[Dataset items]
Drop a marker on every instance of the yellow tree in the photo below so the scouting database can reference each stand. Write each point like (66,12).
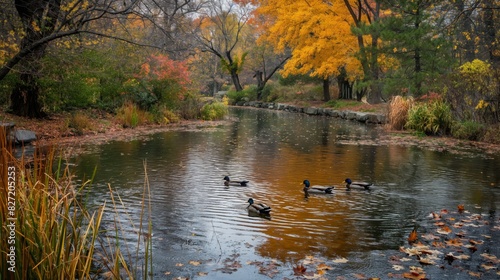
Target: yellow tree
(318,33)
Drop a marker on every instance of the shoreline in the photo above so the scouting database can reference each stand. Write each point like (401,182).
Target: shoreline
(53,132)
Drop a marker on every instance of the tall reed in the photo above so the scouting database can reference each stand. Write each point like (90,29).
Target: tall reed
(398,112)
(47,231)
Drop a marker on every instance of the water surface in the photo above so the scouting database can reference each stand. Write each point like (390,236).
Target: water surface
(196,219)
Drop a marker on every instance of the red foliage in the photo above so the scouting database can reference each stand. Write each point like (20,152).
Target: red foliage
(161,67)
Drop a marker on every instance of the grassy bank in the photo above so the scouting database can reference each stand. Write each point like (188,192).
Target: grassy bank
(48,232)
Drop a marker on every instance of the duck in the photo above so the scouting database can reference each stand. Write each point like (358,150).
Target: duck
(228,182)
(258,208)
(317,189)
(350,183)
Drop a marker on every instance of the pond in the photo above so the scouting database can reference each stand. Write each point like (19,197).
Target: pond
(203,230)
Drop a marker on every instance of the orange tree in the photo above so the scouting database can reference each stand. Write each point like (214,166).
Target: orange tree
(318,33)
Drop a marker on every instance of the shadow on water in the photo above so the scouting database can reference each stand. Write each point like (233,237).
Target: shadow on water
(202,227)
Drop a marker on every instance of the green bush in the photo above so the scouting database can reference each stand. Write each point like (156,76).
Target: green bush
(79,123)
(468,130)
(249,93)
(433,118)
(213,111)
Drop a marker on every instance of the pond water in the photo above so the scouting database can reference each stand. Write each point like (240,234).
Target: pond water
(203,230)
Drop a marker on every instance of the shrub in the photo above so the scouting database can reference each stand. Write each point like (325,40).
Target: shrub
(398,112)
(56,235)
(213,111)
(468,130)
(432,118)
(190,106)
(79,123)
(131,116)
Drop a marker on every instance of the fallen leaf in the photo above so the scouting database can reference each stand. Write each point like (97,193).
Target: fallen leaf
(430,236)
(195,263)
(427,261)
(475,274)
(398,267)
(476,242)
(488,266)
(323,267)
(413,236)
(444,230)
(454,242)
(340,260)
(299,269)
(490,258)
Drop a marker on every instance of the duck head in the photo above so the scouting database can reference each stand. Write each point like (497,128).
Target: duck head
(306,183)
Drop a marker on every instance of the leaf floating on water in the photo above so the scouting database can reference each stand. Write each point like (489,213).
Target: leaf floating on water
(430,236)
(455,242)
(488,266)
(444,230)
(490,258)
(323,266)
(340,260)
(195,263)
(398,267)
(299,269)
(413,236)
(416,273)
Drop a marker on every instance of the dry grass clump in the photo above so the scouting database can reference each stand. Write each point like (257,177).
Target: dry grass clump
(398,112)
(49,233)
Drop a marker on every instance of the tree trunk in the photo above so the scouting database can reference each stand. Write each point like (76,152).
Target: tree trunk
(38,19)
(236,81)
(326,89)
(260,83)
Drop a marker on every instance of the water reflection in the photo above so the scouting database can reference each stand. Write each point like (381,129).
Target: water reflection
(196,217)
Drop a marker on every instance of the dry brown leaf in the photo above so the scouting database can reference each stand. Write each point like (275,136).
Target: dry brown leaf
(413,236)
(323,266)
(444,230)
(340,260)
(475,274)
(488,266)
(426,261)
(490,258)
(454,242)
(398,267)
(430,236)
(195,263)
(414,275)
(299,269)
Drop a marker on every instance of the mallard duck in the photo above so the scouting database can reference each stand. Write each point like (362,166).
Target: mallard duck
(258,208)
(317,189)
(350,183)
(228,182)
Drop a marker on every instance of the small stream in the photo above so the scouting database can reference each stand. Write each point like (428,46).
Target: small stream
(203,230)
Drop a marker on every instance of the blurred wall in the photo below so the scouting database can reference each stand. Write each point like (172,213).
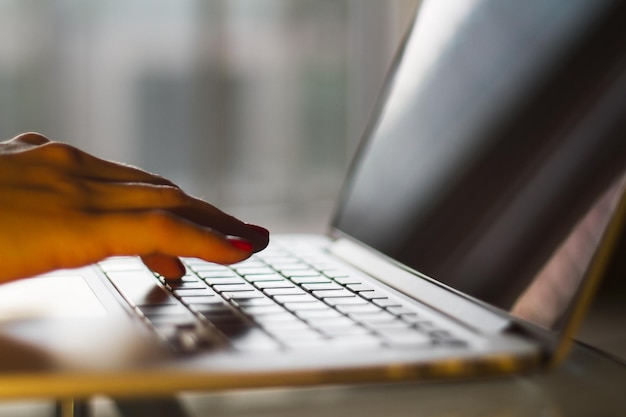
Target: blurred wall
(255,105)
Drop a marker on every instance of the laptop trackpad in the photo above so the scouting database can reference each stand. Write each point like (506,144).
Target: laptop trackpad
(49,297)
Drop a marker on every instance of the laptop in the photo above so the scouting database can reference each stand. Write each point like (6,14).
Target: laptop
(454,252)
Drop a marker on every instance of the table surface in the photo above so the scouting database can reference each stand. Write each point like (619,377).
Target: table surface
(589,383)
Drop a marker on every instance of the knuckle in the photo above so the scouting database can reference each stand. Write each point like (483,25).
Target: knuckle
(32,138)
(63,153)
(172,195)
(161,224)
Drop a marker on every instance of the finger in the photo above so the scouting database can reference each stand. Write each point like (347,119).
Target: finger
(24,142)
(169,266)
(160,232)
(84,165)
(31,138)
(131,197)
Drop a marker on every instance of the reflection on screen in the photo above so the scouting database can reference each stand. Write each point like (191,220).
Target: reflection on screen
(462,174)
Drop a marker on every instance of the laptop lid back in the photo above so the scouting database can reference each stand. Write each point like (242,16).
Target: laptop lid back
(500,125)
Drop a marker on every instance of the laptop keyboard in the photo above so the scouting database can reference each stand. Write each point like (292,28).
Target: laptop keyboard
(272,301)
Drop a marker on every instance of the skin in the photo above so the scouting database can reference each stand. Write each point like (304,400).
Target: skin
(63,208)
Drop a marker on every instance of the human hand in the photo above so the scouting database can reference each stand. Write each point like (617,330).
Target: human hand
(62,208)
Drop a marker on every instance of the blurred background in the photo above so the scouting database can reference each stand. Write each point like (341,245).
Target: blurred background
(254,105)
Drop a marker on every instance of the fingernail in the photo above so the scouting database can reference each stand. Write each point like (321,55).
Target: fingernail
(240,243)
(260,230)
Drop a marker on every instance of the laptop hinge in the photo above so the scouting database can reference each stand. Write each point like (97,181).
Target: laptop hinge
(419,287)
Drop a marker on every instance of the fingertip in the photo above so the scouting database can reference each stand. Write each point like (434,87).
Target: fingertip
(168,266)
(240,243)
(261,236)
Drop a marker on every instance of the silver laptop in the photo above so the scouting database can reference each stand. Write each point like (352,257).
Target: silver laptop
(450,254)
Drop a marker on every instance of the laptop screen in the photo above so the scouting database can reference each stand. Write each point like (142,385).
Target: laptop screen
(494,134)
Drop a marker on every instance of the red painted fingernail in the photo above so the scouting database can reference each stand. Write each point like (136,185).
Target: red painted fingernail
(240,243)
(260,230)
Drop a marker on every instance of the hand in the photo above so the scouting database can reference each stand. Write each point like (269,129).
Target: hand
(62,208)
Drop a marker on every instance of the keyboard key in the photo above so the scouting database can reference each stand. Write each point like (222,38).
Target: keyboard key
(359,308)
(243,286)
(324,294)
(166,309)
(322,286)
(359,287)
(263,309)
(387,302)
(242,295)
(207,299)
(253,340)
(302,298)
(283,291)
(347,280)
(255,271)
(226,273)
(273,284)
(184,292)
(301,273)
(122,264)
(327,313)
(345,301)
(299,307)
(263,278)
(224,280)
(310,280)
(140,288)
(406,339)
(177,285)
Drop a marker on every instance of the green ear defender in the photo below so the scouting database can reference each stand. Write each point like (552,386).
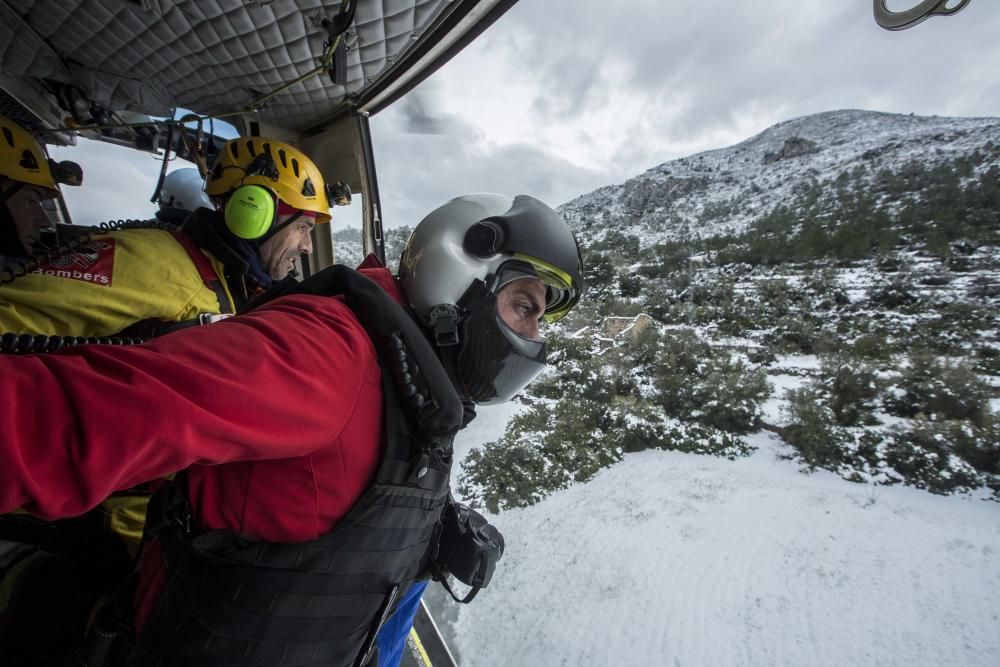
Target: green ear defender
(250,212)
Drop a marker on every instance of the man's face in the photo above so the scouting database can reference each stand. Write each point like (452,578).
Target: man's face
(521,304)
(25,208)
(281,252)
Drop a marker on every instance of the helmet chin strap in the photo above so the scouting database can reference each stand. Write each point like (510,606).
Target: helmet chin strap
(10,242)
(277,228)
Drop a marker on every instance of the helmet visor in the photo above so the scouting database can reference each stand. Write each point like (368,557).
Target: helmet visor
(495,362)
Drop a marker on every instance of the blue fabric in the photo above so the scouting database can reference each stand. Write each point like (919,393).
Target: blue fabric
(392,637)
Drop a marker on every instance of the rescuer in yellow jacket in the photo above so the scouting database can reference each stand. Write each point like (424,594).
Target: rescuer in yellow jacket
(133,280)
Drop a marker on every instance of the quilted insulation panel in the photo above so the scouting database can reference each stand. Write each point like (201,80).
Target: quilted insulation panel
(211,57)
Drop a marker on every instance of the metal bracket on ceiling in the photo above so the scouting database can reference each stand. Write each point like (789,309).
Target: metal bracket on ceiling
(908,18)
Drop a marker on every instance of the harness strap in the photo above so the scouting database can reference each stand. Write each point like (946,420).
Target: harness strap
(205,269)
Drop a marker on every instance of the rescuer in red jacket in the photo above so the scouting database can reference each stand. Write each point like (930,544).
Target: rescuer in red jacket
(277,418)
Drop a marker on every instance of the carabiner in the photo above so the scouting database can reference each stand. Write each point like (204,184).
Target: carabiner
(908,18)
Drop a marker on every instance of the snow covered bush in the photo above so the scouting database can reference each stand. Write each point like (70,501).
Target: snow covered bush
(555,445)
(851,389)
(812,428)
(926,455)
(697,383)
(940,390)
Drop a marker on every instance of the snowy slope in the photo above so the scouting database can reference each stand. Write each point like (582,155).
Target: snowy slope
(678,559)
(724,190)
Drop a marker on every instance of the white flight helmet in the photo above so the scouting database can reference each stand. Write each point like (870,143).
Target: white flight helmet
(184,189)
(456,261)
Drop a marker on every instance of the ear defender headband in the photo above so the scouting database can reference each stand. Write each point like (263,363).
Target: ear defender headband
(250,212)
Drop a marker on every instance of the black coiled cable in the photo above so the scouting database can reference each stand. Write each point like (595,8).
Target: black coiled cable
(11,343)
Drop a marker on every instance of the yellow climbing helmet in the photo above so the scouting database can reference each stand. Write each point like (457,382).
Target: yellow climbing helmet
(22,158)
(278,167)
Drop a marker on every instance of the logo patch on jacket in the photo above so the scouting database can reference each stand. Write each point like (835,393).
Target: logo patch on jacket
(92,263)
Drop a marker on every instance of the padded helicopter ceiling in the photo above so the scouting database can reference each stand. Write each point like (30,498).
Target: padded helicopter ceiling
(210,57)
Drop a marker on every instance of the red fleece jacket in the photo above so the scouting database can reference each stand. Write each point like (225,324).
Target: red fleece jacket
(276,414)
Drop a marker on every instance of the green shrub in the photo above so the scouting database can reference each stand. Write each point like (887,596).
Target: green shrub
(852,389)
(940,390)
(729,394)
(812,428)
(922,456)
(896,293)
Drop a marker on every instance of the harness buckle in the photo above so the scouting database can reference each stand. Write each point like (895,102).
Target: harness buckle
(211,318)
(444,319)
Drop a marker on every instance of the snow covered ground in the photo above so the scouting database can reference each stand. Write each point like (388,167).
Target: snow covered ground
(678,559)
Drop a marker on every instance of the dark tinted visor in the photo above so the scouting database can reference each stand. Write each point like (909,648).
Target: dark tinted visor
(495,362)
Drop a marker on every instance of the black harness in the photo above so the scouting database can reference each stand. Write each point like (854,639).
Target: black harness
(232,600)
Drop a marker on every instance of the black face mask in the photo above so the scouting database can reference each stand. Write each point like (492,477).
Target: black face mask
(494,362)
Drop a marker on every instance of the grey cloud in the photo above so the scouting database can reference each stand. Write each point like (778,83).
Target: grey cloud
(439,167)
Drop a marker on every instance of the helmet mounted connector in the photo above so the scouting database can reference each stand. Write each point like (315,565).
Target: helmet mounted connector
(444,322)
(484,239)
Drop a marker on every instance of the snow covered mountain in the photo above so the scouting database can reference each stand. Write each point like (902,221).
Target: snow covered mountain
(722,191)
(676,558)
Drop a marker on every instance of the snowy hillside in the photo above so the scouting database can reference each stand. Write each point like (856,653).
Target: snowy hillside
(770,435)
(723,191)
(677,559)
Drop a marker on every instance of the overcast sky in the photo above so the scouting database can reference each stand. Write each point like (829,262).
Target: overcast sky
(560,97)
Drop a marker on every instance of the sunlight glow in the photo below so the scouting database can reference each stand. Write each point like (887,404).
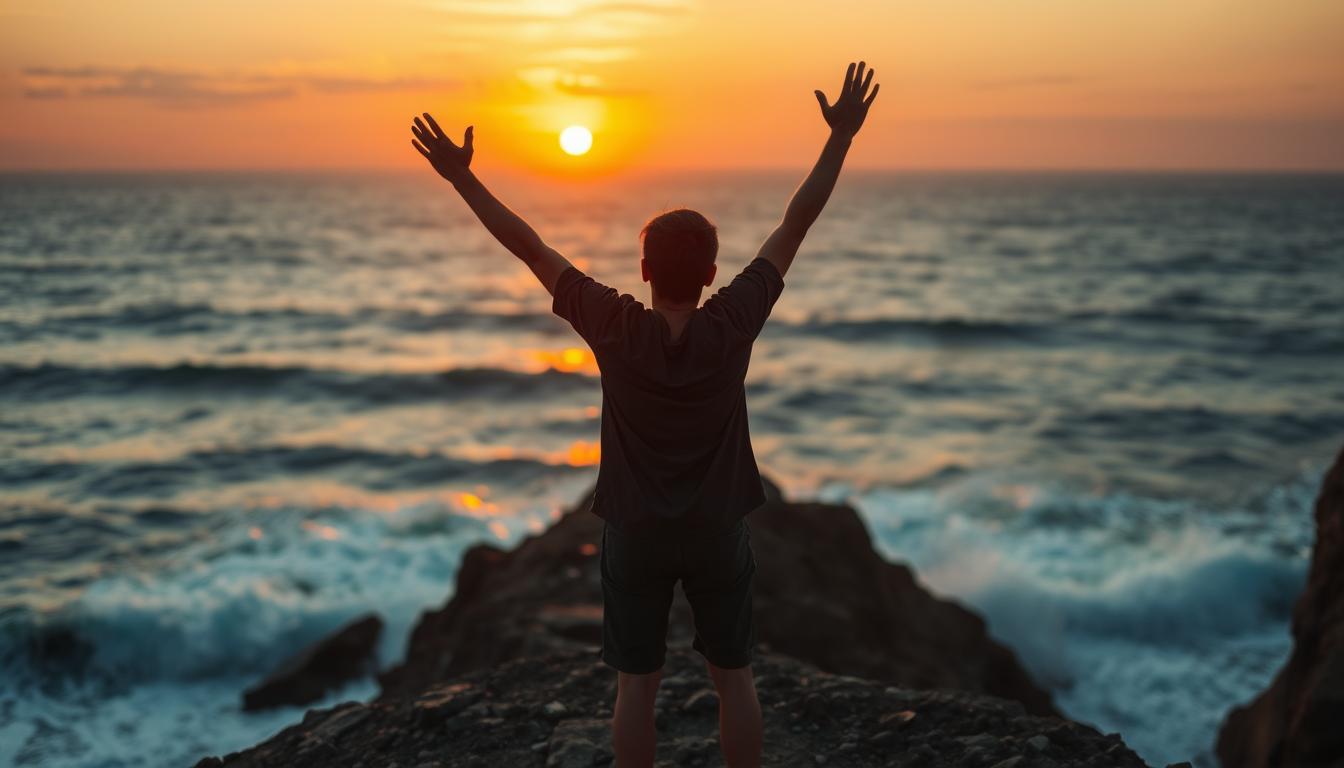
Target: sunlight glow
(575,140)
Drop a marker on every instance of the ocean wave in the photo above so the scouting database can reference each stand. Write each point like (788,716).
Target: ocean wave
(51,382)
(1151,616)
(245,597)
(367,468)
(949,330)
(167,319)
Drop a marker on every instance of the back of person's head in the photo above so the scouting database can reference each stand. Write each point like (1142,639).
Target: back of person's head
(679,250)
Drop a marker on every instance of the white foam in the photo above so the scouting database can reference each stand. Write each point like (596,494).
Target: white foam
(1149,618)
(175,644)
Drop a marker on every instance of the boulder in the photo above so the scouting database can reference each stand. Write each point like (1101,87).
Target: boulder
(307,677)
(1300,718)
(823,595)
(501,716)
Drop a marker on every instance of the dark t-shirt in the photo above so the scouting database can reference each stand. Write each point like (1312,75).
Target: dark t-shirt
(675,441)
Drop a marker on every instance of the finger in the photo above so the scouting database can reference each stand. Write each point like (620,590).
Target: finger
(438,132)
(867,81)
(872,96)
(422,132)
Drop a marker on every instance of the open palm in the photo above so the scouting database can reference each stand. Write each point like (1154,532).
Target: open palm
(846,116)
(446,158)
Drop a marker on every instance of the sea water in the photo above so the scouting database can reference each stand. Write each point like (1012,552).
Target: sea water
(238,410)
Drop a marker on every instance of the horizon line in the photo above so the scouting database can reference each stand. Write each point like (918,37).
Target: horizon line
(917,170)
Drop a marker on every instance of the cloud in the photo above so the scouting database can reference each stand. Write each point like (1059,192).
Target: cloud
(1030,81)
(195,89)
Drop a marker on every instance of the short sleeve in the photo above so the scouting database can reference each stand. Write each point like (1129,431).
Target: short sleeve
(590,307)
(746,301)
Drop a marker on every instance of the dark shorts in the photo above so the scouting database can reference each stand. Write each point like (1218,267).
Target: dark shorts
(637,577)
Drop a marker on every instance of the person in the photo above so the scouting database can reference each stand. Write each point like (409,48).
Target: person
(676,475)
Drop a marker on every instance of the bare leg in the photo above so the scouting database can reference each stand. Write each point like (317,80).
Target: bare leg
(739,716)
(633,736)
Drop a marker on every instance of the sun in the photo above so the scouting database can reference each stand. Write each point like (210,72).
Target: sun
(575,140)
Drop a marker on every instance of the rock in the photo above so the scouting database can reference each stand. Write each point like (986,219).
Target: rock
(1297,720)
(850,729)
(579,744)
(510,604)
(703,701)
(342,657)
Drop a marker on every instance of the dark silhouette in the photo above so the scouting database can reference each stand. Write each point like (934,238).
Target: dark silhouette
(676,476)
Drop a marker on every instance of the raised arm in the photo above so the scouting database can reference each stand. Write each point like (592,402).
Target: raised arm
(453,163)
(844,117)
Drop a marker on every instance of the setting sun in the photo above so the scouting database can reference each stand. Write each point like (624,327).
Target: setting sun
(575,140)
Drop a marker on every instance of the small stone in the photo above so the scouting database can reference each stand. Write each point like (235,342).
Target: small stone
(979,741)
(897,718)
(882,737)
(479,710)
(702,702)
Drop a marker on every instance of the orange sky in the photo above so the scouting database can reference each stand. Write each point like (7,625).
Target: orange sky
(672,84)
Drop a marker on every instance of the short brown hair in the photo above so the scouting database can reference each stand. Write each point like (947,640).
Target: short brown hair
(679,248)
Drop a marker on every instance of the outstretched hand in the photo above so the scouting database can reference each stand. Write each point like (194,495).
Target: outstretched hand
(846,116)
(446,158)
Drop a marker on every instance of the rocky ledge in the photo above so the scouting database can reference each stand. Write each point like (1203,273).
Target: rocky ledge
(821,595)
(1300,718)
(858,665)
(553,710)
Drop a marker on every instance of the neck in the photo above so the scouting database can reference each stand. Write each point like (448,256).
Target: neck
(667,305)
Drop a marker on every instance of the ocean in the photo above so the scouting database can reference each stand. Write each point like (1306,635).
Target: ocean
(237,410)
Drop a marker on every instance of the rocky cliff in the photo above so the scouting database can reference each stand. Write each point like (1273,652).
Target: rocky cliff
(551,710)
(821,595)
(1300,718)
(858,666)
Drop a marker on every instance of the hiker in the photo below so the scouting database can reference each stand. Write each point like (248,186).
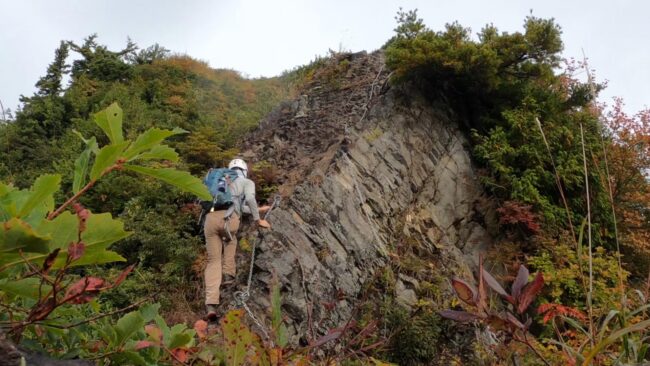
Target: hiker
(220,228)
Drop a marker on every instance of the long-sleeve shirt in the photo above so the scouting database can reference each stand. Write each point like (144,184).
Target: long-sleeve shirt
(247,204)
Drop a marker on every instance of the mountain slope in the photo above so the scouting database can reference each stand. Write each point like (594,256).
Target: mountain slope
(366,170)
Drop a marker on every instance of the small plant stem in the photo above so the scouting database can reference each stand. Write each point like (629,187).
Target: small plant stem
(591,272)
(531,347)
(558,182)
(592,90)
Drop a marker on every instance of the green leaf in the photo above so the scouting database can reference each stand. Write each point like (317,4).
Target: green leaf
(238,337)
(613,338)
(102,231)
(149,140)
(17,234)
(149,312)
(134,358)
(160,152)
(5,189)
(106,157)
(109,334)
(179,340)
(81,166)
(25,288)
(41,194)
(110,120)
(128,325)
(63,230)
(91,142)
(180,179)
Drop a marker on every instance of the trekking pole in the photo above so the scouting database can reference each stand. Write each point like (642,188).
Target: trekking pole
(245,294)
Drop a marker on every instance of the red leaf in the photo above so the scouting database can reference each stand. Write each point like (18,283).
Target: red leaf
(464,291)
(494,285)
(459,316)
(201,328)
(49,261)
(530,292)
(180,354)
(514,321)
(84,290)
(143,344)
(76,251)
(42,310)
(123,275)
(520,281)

## Work to be completed
Return, unchanged, the lines from the one containing "Drop a marker on every instance of the ocean in" down to the end of the entries above, inclusive. Images are left out.

## The solution
Drop a marker on every instance of the ocean in the photo above so the scouting database can reference each stand. Write each point like (1306,635).
Target: ocean
(237,410)
Drop a marker on every instance of the rocky cliff in the photo above so the scouting database can reference each stand. Write each point like (1273,652).
Target: rocky cliff
(551,710)
(821,595)
(1300,718)
(858,666)
Drop a marker on every instance of the hiker in the photo below so the scouting database can reference each stand. Write each point like (248,186).
Target: hiker
(220,228)
Drop a marker on every instance of the long-sleeve shirt in the photo above so the scouting database can reference each stand. Write each point like (144,184).
Target: long-sleeve shirt
(247,204)
Drop a marker on every instance of the mountain slope in the photo above so the scouting database can reference each stand. Write each point like (594,256).
Target: mountain slope
(366,170)
Drop a marker on every instance of the small plant stem in the photo above so the scouting database can reference each stand. Write each point like (629,187).
Target: small plant stem
(591,272)
(531,347)
(558,182)
(592,90)
Drop a marker on every instance of the green leaf in the photo above so the scouting database can reference each stand. Write each point like (317,4).
Target: green leaf
(238,337)
(613,338)
(102,231)
(149,140)
(17,234)
(149,312)
(134,358)
(160,152)
(5,189)
(106,157)
(109,334)
(179,340)
(81,166)
(25,288)
(41,194)
(110,120)
(128,325)
(63,230)
(91,142)
(180,179)
Drop a marker on every instance of the trekking pole in the photo above so the scouting database can reference each stand. Write each point like (642,188).
Target: trekking pole
(245,294)
Drop a marker on every instance of the red leaf in the photo above so the scouting database can reference each stand. Write each point like (18,283).
Target: red leaf
(464,291)
(494,285)
(459,316)
(201,328)
(49,261)
(530,292)
(180,354)
(514,321)
(84,290)
(143,344)
(76,251)
(42,310)
(123,275)
(520,281)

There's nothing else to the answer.